▸ **WORK REQUIRED**: Reproduce the records below, substituting "draw the boundary" for every occurrence of "trace the outline" and leaving all other text unchanged.

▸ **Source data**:
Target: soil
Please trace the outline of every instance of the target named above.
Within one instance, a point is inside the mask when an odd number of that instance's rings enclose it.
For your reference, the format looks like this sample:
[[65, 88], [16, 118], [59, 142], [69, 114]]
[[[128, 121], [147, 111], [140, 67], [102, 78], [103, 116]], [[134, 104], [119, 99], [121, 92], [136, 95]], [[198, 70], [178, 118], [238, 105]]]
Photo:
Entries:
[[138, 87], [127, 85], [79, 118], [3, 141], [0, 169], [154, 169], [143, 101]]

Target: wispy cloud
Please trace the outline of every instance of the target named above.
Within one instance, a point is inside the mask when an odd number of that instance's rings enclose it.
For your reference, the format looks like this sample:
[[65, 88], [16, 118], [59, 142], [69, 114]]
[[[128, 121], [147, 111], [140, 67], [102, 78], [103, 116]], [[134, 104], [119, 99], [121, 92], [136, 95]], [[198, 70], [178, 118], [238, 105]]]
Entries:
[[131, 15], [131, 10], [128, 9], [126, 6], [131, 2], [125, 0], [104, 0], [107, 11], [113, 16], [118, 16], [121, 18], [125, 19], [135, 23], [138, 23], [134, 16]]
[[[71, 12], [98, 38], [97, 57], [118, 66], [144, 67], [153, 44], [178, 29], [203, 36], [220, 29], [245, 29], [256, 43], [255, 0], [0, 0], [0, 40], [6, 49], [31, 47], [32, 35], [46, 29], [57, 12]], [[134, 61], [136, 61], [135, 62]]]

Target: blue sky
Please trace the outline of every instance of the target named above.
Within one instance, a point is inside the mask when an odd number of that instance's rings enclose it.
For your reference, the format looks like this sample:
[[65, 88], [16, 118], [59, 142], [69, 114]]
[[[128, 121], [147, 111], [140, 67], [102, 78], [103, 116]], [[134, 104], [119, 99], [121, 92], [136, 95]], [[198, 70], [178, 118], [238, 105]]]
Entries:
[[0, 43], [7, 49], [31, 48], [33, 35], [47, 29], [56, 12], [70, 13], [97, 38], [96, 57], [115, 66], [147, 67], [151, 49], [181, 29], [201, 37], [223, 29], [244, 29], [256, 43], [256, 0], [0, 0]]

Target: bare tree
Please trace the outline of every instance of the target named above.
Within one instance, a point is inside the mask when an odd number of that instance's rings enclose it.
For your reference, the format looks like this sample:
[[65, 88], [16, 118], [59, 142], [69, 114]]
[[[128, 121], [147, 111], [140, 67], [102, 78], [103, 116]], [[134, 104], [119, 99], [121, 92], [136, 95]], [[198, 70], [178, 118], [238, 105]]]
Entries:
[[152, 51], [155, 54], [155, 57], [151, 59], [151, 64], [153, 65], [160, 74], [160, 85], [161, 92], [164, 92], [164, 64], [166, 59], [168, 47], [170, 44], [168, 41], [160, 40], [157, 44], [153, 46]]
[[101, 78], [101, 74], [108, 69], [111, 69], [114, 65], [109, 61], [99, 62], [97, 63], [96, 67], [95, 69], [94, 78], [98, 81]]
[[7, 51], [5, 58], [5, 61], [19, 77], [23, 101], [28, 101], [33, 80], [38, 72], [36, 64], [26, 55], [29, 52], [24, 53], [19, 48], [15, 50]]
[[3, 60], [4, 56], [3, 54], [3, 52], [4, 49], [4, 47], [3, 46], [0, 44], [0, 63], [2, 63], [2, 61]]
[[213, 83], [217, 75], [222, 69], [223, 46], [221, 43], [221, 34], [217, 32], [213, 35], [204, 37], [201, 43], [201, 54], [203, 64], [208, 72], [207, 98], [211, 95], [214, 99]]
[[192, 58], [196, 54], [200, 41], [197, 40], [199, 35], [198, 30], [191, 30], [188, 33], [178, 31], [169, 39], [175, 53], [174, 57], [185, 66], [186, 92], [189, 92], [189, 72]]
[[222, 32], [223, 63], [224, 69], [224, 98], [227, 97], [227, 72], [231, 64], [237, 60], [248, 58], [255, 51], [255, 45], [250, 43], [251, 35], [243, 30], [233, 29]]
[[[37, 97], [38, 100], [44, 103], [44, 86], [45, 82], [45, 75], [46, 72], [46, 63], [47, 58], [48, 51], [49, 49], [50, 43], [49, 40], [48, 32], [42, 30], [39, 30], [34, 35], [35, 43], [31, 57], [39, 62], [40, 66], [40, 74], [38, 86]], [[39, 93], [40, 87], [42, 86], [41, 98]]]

▸ **WRITTEN SOLUTION**:
Target: soil
Please draw the boundary of every instance of the target named above.
Within one instance, a point is inside the mask when an odd number of that instance's rings enclose it.
For your reference, the format looks like this sample:
[[65, 88], [16, 118], [59, 142], [69, 114]]
[[[128, 121], [147, 111], [140, 67], [102, 78], [103, 116]], [[134, 104], [119, 99], [121, 92], [136, 95]], [[198, 70], [178, 118], [238, 105]]]
Photo:
Entries:
[[138, 87], [127, 85], [79, 118], [3, 141], [0, 169], [154, 169], [143, 101]]

Target: wispy cloud
Please draw the boundary of every instance of the target named above.
Within one instance, a point is inside the mask when an odd number of that instance's rings enclose it.
For your reference, the format looks like this sample:
[[65, 88], [16, 118], [59, 142], [69, 114]]
[[[128, 121], [147, 111], [140, 67], [102, 78], [103, 116]], [[134, 104], [119, 99], [121, 92], [136, 95]], [[198, 70], [178, 118], [238, 105]]]
Entries:
[[131, 15], [131, 10], [128, 9], [126, 6], [131, 2], [125, 0], [104, 0], [107, 11], [113, 16], [118, 16], [121, 18], [125, 19], [135, 23], [138, 23], [134, 16]]
[[[71, 12], [98, 38], [97, 57], [118, 66], [144, 67], [153, 44], [178, 29], [203, 36], [220, 29], [245, 29], [256, 43], [255, 0], [0, 0], [0, 40], [6, 49], [31, 47], [32, 35], [46, 29], [57, 12]], [[134, 61], [136, 61], [135, 62]]]

Target: blue sky
Please draw the boundary of every instance of the target named above.
Within one instance, a point is inside the mask when an odd number of that instance's rings enclose it.
For your reference, the format looks like this sample:
[[65, 88], [16, 118], [59, 142], [69, 114]]
[[[128, 121], [147, 111], [140, 67], [102, 78], [103, 116]], [[134, 104], [119, 99], [121, 92], [136, 95]], [[198, 70], [178, 118], [238, 105]]]
Entries:
[[0, 43], [7, 49], [31, 48], [33, 35], [47, 29], [56, 12], [70, 13], [97, 38], [96, 57], [115, 66], [147, 67], [151, 49], [181, 29], [201, 37], [223, 29], [244, 29], [256, 43], [256, 0], [0, 0]]

Target: bare tree
Please draw the boundary of every instance of the target named above.
Within one instance, a point is inside the mask when an odd number of that instance's rings enclose it.
For your reference, the format looks like this sample:
[[65, 88], [16, 118], [59, 142], [69, 114]]
[[[128, 121], [147, 111], [140, 67], [102, 78], [103, 116]], [[134, 104], [119, 99], [121, 92], [136, 95]], [[198, 70], [178, 118], [238, 105]]]
Entries:
[[152, 51], [155, 54], [155, 57], [151, 59], [151, 64], [153, 65], [160, 74], [160, 85], [161, 92], [164, 92], [164, 64], [166, 59], [168, 47], [170, 44], [168, 41], [160, 40], [157, 44], [153, 46]]
[[101, 78], [101, 74], [108, 69], [111, 69], [114, 65], [109, 61], [99, 62], [97, 63], [96, 67], [95, 69], [94, 78], [98, 81]]
[[7, 51], [5, 58], [5, 61], [19, 77], [23, 101], [28, 101], [33, 80], [38, 72], [36, 64], [26, 55], [29, 52], [24, 53], [19, 48], [15, 50]]
[[3, 60], [4, 56], [3, 54], [3, 52], [4, 49], [4, 47], [3, 46], [0, 44], [0, 63], [2, 63], [2, 61]]
[[213, 83], [217, 75], [222, 69], [223, 46], [221, 43], [221, 34], [217, 32], [213, 35], [204, 37], [201, 43], [201, 54], [203, 64], [208, 72], [207, 98], [211, 95], [214, 99]]
[[192, 58], [196, 54], [200, 41], [197, 40], [199, 35], [198, 30], [191, 30], [188, 33], [178, 31], [169, 39], [175, 53], [174, 57], [185, 66], [186, 92], [189, 92], [189, 72]]
[[222, 32], [223, 63], [224, 69], [224, 98], [227, 97], [227, 72], [231, 64], [237, 60], [248, 58], [255, 51], [255, 45], [250, 43], [251, 35], [243, 30], [233, 29]]
[[[37, 97], [38, 100], [44, 103], [44, 86], [45, 82], [45, 75], [46, 72], [46, 63], [47, 58], [48, 51], [49, 49], [50, 43], [49, 40], [48, 32], [42, 30], [39, 30], [34, 35], [35, 43], [31, 57], [39, 62], [40, 66], [40, 74], [38, 86]], [[39, 93], [40, 87], [42, 86], [41, 98]]]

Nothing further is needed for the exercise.